** begin **

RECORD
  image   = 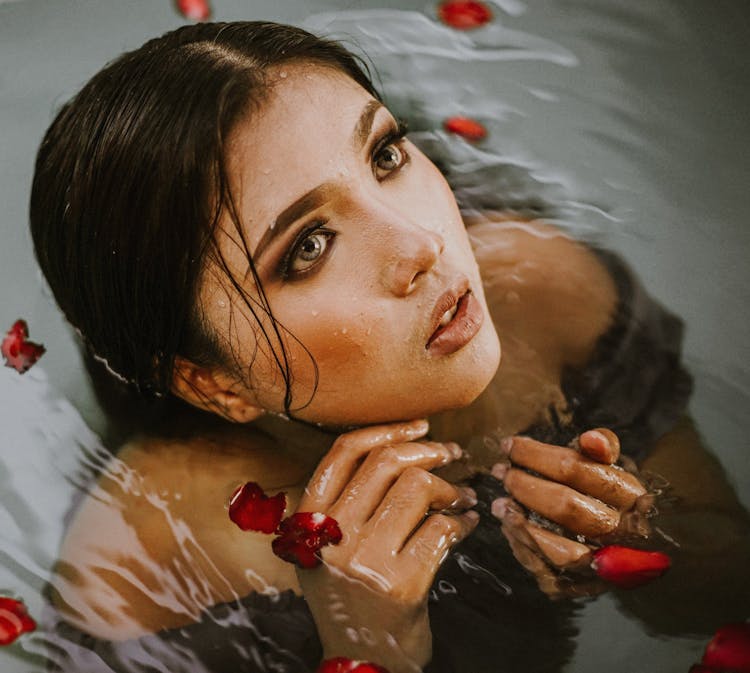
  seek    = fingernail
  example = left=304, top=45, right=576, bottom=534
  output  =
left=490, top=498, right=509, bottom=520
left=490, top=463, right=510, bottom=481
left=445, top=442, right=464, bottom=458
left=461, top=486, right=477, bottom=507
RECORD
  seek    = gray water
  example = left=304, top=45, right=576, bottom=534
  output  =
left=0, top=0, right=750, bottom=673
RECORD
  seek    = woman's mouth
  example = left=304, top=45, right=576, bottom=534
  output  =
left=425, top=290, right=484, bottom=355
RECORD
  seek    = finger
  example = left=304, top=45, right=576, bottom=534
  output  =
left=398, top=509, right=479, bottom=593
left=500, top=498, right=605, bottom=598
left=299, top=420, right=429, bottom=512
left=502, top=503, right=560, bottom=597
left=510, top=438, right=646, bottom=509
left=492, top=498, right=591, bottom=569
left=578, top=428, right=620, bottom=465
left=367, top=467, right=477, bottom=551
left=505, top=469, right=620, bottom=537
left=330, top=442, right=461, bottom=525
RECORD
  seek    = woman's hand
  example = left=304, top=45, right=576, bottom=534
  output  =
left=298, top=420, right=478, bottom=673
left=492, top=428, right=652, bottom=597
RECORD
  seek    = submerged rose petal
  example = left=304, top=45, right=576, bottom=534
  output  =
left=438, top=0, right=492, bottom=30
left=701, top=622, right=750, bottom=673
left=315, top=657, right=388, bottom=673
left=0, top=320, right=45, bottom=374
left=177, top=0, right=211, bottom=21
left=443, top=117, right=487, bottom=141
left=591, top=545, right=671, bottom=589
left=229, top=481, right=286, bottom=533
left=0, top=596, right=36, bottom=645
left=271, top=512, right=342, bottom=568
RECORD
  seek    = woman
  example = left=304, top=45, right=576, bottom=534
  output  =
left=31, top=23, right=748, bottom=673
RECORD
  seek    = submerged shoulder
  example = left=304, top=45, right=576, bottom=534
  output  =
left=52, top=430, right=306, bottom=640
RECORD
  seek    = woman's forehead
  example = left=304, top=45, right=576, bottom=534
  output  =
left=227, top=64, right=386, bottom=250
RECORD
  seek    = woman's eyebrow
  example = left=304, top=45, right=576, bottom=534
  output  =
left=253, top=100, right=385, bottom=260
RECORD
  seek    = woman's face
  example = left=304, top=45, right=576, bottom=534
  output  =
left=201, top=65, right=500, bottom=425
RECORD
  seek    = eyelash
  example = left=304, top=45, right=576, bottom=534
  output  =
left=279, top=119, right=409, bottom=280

** end **

GOAL:
Identify each line in the listing above that contains the string "woman" and reproduce every such line in full.

EXPECTED OUTPUT:
  seek    = woman's mouth
  seek    = woman's hand
  seek    = woman
  seek    = woman's forehead
  seek    = woman's eyebrow
  seek    = woman's face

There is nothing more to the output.